Selected excerpt:

____

Keyboard shortcuts

Press or to navigate between chapters

Press S or / to search in the book

Press ? to show this help

Press Esc to hide this help

Slurm Job Step Monitoring

Torc automatically wraps workflow jobs with srun when running inside a Slurm allocation, creating per-job steps with cgroup enforcement. It then monitors live resource usage via sstat and collects final accounting data via sacct. This page describes the architecture and data flow.

Overview

When a Torc job runner detects SLURM_JOB_ID in the environment, it activates three subsystems:

  1. srun wrapping -- creates a Slurm job step per workflow job
  2. sstat monitoring -- polls live CPU and memory usage during execution
  3. sacct collection -- retrieves final accounting data after completion

These work together to provide accurate resource metrics for recovery heuristics, resource correction, and reporting.

flowchart TD
    classDef runner fill:#2563eb,color:#fff,stroke:#1d4ed8
    classDef slurm fill:#7c3aed,color:#fff,stroke:#6d28d9
    classDef data fill:#059669,color:#fff,stroke:#047857
    classDef server fill:#dc2626,color:#fff,stroke:#b91c1c

    JR[Job Runner]:::runner
    SRUN[srun wrapper]:::slurm
    SSTAT[sstat monitor thread]:::slurm
    SACCT[sacct collector]:::slurm
    RES[ResultModel]:::data
    SS[SlurmStatsModel]:::data
    API[Torc Server API]:::server

    JR -->|wraps command| SRUN
    JR -->|spawns| SSTAT
    SRUN -->|creates step| STEP((Slurm Step)):::slurm
    SSTAT -->|polls step| STEP
    SSTAT -->|cpu %, memory| RES
    SRUN -->|exit code| JR
    JR -->|calls after exit| SACCT
    SACCT -->|MaxRSS, AveCPU| SS
    SS -->|backfill peaks| RES
    RES -->|POST /results| API
    SS -->|POST /slurm_stats| API

srun Wrapping

Module: src/client/async_cli_command.rs

When SLURM_JOB_ID is set, AsyncCliCommand::start() wraps the user's command with srun instead of running it directly via the shell. This gives each workflow job its own Slurm step with cgroup isolation.

____

Recorded data:

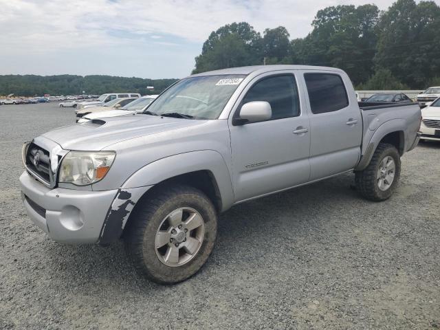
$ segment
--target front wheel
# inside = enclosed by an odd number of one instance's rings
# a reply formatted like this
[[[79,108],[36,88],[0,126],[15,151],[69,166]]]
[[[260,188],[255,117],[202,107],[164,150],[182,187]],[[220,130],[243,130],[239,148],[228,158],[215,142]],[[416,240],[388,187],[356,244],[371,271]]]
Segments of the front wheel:
[[[396,148],[381,143],[364,170],[355,172],[356,189],[367,199],[375,201],[390,198],[400,177],[400,155]]]
[[[197,189],[176,186],[138,203],[124,234],[136,269],[161,284],[194,275],[215,243],[217,215],[211,201]]]

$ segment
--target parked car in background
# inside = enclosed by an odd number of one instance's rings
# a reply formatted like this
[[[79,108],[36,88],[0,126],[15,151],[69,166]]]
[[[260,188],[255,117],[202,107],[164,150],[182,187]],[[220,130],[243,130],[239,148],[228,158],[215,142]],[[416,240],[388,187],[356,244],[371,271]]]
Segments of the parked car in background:
[[[440,98],[425,103],[421,109],[420,131],[422,140],[440,141]]]
[[[58,104],[60,108],[76,108],[77,105],[78,101],[76,100],[66,100]]]
[[[111,101],[116,98],[140,98],[139,93],[107,93],[101,95],[96,101],[84,101],[78,103],[76,109],[78,110],[84,108],[85,107],[94,105],[100,106],[104,105],[107,102]]]
[[[364,102],[375,102],[384,103],[400,103],[412,102],[410,98],[403,93],[377,94],[368,98]]]
[[[18,104],[19,102],[20,101],[15,98],[6,98],[1,100],[3,104]]]
[[[89,113],[80,118],[77,122],[82,124],[83,122],[87,122],[91,119],[118,117],[120,116],[129,116],[133,115],[135,113],[140,113],[143,112],[157,96],[158,96],[157,95],[142,96],[135,99],[134,101],[131,102],[128,104],[118,109]]]
[[[172,85],[143,114],[64,126],[24,144],[21,195],[52,239],[107,245],[123,237],[140,272],[176,283],[205,263],[219,214],[234,205],[353,171],[360,195],[388,199],[401,157],[419,142],[420,119],[416,103],[360,108],[339,69],[204,72]],[[393,204],[375,208],[393,214]]]
[[[420,107],[426,107],[427,102],[432,102],[440,98],[440,87],[429,87],[423,93],[417,95],[417,102]]]
[[[116,98],[111,101],[107,102],[102,107],[91,107],[89,108],[83,108],[78,109],[76,111],[76,122],[78,120],[83,116],[89,113],[96,113],[102,111],[106,111],[107,110],[114,110],[122,108],[126,106],[129,103],[137,100],[135,98]]]

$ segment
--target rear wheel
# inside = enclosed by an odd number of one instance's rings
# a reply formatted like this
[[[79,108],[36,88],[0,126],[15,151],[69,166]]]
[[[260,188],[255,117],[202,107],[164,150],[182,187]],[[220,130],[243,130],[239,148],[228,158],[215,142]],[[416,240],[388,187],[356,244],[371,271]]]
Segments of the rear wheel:
[[[394,192],[400,177],[400,155],[396,148],[381,143],[364,170],[355,173],[356,188],[367,199],[384,201]]]
[[[215,243],[217,216],[210,200],[197,189],[176,186],[138,203],[124,232],[136,269],[162,284],[194,275]]]

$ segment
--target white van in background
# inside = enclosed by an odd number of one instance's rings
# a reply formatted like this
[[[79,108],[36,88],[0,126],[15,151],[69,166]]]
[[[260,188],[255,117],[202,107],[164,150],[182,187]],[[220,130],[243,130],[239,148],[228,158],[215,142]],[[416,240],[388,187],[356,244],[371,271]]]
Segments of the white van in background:
[[[96,101],[84,101],[77,104],[76,111],[89,106],[100,106],[104,105],[109,101],[114,100],[115,98],[140,98],[139,93],[107,93],[101,95]]]
[[[118,117],[120,116],[134,115],[135,113],[140,113],[148,107],[157,95],[147,95],[139,98],[138,100],[131,102],[122,108],[107,110],[106,111],[95,112],[88,113],[82,118],[78,120],[77,122],[81,124],[87,122],[90,120],[96,118],[102,118],[107,117]]]

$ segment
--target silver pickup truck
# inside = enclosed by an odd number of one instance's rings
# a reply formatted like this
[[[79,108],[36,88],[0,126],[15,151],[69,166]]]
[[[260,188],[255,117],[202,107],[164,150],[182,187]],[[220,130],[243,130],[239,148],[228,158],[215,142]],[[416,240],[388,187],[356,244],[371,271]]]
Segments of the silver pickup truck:
[[[123,238],[142,274],[182,281],[212,250],[218,214],[239,203],[354,172],[388,199],[419,141],[418,104],[356,100],[329,67],[267,65],[190,76],[143,113],[54,129],[23,148],[22,198],[52,239]]]

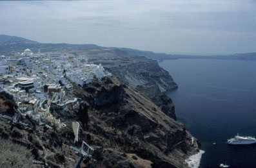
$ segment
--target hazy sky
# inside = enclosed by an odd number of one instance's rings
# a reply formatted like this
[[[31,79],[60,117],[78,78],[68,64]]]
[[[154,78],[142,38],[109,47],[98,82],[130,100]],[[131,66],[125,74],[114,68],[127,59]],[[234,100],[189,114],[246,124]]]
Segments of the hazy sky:
[[[256,51],[256,1],[0,1],[0,34],[155,52]]]

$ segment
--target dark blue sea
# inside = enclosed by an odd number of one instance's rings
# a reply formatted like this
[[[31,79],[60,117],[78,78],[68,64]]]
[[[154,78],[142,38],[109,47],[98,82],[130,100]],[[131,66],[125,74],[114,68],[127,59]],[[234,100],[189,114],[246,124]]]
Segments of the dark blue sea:
[[[200,167],[226,160],[230,167],[256,167],[256,144],[226,143],[237,133],[256,137],[256,62],[179,59],[159,65],[179,85],[166,93],[178,120],[205,151]]]

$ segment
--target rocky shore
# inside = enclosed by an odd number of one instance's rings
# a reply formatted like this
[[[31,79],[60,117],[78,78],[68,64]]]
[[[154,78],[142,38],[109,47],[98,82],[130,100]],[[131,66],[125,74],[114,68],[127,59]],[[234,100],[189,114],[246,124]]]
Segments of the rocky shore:
[[[79,105],[68,105],[65,113],[50,110],[63,128],[24,117],[34,128],[26,130],[0,119],[1,138],[31,152],[32,167],[74,167],[80,156],[72,147],[83,141],[94,148],[97,162],[82,160],[81,167],[187,167],[185,160],[199,151],[199,144],[176,121],[172,101],[162,94],[177,88],[169,73],[156,61],[116,49],[79,54],[113,76],[74,85],[69,96],[79,98]]]

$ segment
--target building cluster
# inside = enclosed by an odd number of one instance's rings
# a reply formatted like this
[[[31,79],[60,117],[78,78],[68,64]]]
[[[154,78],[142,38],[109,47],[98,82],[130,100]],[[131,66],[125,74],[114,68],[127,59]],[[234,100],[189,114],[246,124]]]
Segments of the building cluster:
[[[69,53],[41,53],[39,49],[34,54],[26,49],[14,56],[0,56],[0,92],[12,94],[19,111],[39,124],[48,121],[64,126],[51,112],[64,115],[68,106],[77,107],[79,99],[69,96],[73,85],[83,86],[111,75],[101,64]]]

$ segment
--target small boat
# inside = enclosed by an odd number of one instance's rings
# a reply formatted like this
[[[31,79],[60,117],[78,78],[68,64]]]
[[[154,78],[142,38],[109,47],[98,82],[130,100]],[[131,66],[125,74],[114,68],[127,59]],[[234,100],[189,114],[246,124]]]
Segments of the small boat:
[[[231,145],[247,145],[256,143],[256,139],[251,137],[241,137],[237,133],[235,138],[228,139],[227,142]]]
[[[230,165],[227,165],[227,163],[226,163],[226,161],[225,164],[221,164],[219,165],[219,167],[229,167]]]

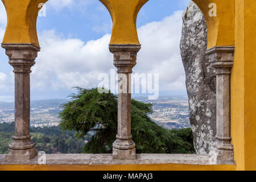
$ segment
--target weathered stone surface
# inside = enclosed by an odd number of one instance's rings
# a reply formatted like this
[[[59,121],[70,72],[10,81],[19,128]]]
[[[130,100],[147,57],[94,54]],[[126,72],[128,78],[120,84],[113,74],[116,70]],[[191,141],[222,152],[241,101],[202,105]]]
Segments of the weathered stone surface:
[[[136,65],[139,44],[110,44],[114,65],[118,73],[118,106],[117,139],[113,144],[113,159],[135,159],[135,144],[131,133],[130,75]]]
[[[180,51],[189,98],[190,122],[197,154],[208,154],[216,134],[216,76],[205,52],[207,28],[191,2],[183,14]]]
[[[31,44],[2,44],[2,47],[6,49],[15,73],[15,134],[6,160],[30,160],[38,151],[30,134],[30,74],[40,48]]]
[[[233,162],[234,147],[230,143],[230,74],[234,47],[218,46],[207,54],[216,75],[216,140],[213,145],[217,163]]]
[[[21,162],[7,161],[5,155],[0,155],[0,165],[36,164],[40,156],[36,156],[30,160]],[[46,164],[187,164],[209,165],[208,155],[198,154],[137,154],[136,159],[113,159],[112,154],[46,154]]]

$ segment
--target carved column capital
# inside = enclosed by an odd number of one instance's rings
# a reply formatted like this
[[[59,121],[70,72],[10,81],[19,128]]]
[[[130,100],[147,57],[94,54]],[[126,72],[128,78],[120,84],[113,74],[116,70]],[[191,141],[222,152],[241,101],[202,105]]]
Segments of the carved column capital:
[[[109,51],[114,54],[114,65],[118,73],[131,73],[136,65],[140,44],[109,44]]]
[[[233,163],[233,146],[230,143],[230,74],[234,47],[214,47],[207,51],[216,75],[216,141],[217,163]]]
[[[234,46],[213,47],[207,50],[210,65],[214,68],[216,75],[230,74],[234,60]]]
[[[135,144],[131,133],[130,73],[136,65],[140,44],[109,44],[118,73],[118,129],[113,144],[114,159],[136,159]]]
[[[2,44],[14,73],[31,73],[40,48],[32,44]]]
[[[30,160],[37,154],[31,140],[30,69],[40,48],[32,44],[2,44],[15,73],[15,134],[6,155],[9,161]]]

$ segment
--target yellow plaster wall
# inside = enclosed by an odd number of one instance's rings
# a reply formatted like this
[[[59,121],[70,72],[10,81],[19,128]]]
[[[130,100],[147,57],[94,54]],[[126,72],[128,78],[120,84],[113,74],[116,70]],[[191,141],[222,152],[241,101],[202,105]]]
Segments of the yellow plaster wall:
[[[231,135],[237,170],[256,170],[255,9],[255,1],[236,1]]]
[[[139,44],[136,20],[139,10],[148,0],[100,0],[113,21],[110,44]]]
[[[139,44],[136,19],[142,6],[148,0],[100,0],[108,9],[113,22],[111,44]],[[3,43],[32,43],[39,46],[36,19],[39,3],[47,0],[2,0],[7,15]],[[231,77],[231,135],[234,147],[236,169],[256,169],[256,1],[193,0],[204,13],[208,28],[208,47],[236,46]],[[216,3],[217,16],[208,15],[210,3]],[[150,1],[148,2],[150,3]],[[22,166],[24,168],[30,166]],[[67,168],[55,166],[44,167]],[[110,167],[103,166],[108,168]],[[111,169],[119,166],[111,166]],[[123,166],[127,169],[203,169],[184,164]],[[10,166],[0,166],[6,169]],[[11,167],[20,167],[12,166]],[[38,169],[44,167],[36,167]],[[100,168],[100,166],[86,167]],[[204,166],[222,169],[226,166]],[[212,168],[213,169],[213,168]],[[231,168],[234,169],[232,166]]]
[[[244,110],[244,20],[243,0],[236,1],[236,51],[231,74],[231,137],[237,169],[243,170]]]
[[[208,48],[234,44],[234,0],[193,0],[204,14],[208,28]],[[217,6],[217,16],[210,16],[209,5]]]
[[[2,0],[7,23],[3,43],[32,43],[39,46],[36,33],[38,5],[47,0]]]
[[[245,169],[256,170],[256,1],[244,0]]]

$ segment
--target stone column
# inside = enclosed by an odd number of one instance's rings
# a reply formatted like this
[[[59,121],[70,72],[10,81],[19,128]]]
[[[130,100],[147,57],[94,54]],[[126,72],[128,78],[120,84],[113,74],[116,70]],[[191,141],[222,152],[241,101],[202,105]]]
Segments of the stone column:
[[[15,134],[6,159],[29,160],[37,154],[30,134],[30,73],[40,48],[31,44],[2,44],[2,47],[15,73]]]
[[[234,47],[214,47],[207,51],[216,75],[217,162],[233,163],[234,147],[230,143],[230,74]]]
[[[118,74],[118,129],[113,144],[113,159],[135,159],[135,144],[131,134],[131,80],[139,44],[110,44]]]

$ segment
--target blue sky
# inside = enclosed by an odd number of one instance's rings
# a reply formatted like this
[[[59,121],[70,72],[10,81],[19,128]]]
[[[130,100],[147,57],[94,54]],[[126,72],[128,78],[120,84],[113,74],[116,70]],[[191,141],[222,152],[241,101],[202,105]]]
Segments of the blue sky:
[[[150,0],[137,19],[142,49],[134,71],[159,73],[160,93],[185,94],[185,75],[179,44],[182,13],[188,0]],[[111,17],[97,0],[49,0],[46,16],[38,19],[42,47],[31,73],[31,100],[63,98],[72,87],[97,85],[97,75],[109,73],[108,49]],[[0,6],[0,40],[6,23]],[[148,64],[149,63],[149,64]],[[14,100],[14,73],[0,49],[0,101]]]

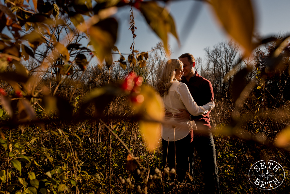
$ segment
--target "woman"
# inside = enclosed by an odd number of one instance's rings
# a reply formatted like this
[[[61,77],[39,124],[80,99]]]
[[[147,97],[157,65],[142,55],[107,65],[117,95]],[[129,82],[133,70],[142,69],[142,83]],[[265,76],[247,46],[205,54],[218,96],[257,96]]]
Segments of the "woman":
[[[194,116],[203,114],[213,108],[214,103],[210,102],[204,106],[197,106],[187,86],[178,81],[183,74],[183,65],[182,62],[177,59],[168,61],[156,84],[156,89],[163,99],[167,111],[173,114],[179,112],[178,109],[183,109]],[[176,173],[179,181],[182,182],[186,171],[189,170],[186,150],[193,138],[193,130],[197,130],[195,123],[190,121],[177,123],[172,118],[165,121],[162,127],[164,166],[168,164],[170,168],[175,168],[176,158]]]

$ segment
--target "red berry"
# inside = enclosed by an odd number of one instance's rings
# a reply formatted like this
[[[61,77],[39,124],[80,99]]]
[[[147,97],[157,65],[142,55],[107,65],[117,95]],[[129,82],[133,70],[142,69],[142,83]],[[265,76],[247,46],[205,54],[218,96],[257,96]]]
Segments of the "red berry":
[[[18,97],[18,98],[20,98],[23,96],[23,95],[22,95],[22,92],[19,90],[17,90],[15,91],[15,95],[16,97]]]
[[[5,91],[5,90],[3,88],[0,88],[0,93],[4,96],[7,95],[7,93]]]
[[[7,60],[9,61],[9,62],[11,62],[11,61],[12,61],[12,59],[12,59],[12,57],[9,57],[8,58],[7,58]]]

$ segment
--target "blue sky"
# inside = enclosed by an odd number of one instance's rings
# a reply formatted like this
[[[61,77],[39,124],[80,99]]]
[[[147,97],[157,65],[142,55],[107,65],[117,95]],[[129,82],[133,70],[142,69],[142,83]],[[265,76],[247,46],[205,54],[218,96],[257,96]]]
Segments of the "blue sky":
[[[290,32],[290,20],[288,16],[290,1],[289,0],[257,0],[253,1],[255,17],[255,32],[262,36],[268,36],[278,33]],[[199,11],[191,12],[193,6]],[[192,28],[188,28],[187,39],[180,37],[182,46],[178,48],[175,38],[170,35],[169,44],[173,53],[171,57],[176,58],[185,53],[192,54],[196,58],[204,58],[204,48],[213,46],[229,37],[216,22],[215,16],[206,3],[198,1],[170,1],[168,6],[175,21],[179,35],[184,30],[185,21],[189,15],[196,18]],[[116,15],[119,22],[119,31],[116,45],[121,52],[130,52],[130,46],[133,42],[132,34],[128,30],[129,9],[120,9]],[[198,12],[197,15],[196,12]],[[135,18],[135,49],[139,51],[151,50],[160,39],[154,34],[137,10],[134,10]],[[116,57],[117,57],[116,56]],[[126,58],[126,57],[125,56]]]

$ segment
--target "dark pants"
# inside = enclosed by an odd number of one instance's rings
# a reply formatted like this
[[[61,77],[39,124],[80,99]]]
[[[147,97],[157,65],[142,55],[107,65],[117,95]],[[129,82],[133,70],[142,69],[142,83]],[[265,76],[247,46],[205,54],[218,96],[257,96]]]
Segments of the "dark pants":
[[[191,164],[191,174],[194,179],[193,158],[195,148],[200,159],[202,170],[203,172],[203,181],[204,183],[204,190],[203,193],[219,193],[218,173],[215,159],[215,148],[212,134],[210,132],[202,134],[199,132],[195,132],[194,139],[190,145],[190,150],[191,151],[189,156],[189,162]],[[195,183],[194,184],[195,184]]]
[[[192,141],[193,137],[193,133],[192,130],[186,137],[175,141],[176,175],[177,180],[180,182],[183,182],[186,172],[189,171],[188,150],[189,149],[189,145]],[[164,167],[166,166],[166,162],[167,156],[167,166],[171,169],[173,168],[175,169],[174,142],[168,142],[162,139],[162,145],[163,148],[163,166]],[[168,153],[167,152],[168,145]]]

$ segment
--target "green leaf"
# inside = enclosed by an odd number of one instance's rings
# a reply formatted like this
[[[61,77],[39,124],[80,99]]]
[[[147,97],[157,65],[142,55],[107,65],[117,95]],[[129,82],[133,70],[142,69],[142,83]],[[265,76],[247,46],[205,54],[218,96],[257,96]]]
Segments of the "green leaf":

____

To-do list:
**A)** From the Slurm job step monitoring page, extract the stretch from "Press ? to show" through "and data flow." word for word.
**B)** Answer these questions using the Slurm job step monitoring page:
(i) Which environment variable must a Torc job runner detect before it activates the three subsystems?
(ii) Which tool polls live CPU and memory usage while a job is executing?
(iii) Which module handles srun wrapping?
**C)** Continue the Slurm job step monitoring page from its last sentence, not the material.

Written answers:
**A)**
Press ? to show this help

Press Esc to hide this help

Slurm Job Step Monitoring

Torc automatically wraps workflow jobs with srun when running inside a Slurm allocation, creating per-job steps with cgroup enforcement. It then monitors live resource usage via sstat and collects final accounting data via sacct. This page describes the architecture and data flow.

**B)**
(i) SLURM_JOB_ID
(ii) sstat
(iii) src/client/async_cli_command.rs

**C)**
Step Naming Convention

Each step is named with a deterministic pattern that enables unambiguous sacct lookup:

wf{workflow_id}_j{job_id}_r{run_id}_a{attempt_id}

Example: wf42_j7_r1_a1 -- workflow 42, job 7, run 1, attempt 1.

srun Arguments

flowchart LR
    classDef flag fill:#f59e0b,color:#000,stroke:#d97706
    classDef note fill:#e5e7eb,color:#000,stroke:#9ca3af

    SRUN[srun]:::flag
    JOBID["--jobid=SLURM_JOB_ID"]:::flag
    NT["--ntasks=1"]:::flag
    EX["--exact"]:::flag
    CB["--cpu-bind=none"]:::flag
    JN["--job-name=step_name"]:::flag
    ND["--nodes=num_nodes"]:::flag
    CPU["--cpus-per-task=N"]:::flag
    MEM["--mem=NM"]:::flag
    TIME["--time=remaining_min"]:::flag
    SIG["--signal=TERM@N"]:::flag

    SRUN --> JOBID
    SRUN --> NT
    SRUN --> EX
    SRUN --> CB
    SRUN --> JN
    SRUN --> ND

    EX -.- N0["Use exact resources,<br/>don't claim entire node"]:::note
    ND -.- N1["Default: 1 node<br/>Override via num_nodes"]:::note
    CB -.- N2["Default on; disable with<br/>enable_cpu_bind: true"]:::note
    TIME -.- N4["Remaining allocation time<br/>rounded down to minutes"]:::note
    SIG -.- N5["Early warning signal<br/>e.g. TERM@120"]:::note

    SRUN --> CPU
    SRUN --> MEM
    SRUN --> TIME
    SRUN --> SIG
ArgumentPurpose
--jobidBinds step to the parent Slurm allocation
--ntasks=1One task per workflow job
--exactUse exactly the requested resources; don't claim the entire node exclusively
--cpu-bind=noneDisables CPU affinity binding (default; omitted when enable_cpu_bind: true)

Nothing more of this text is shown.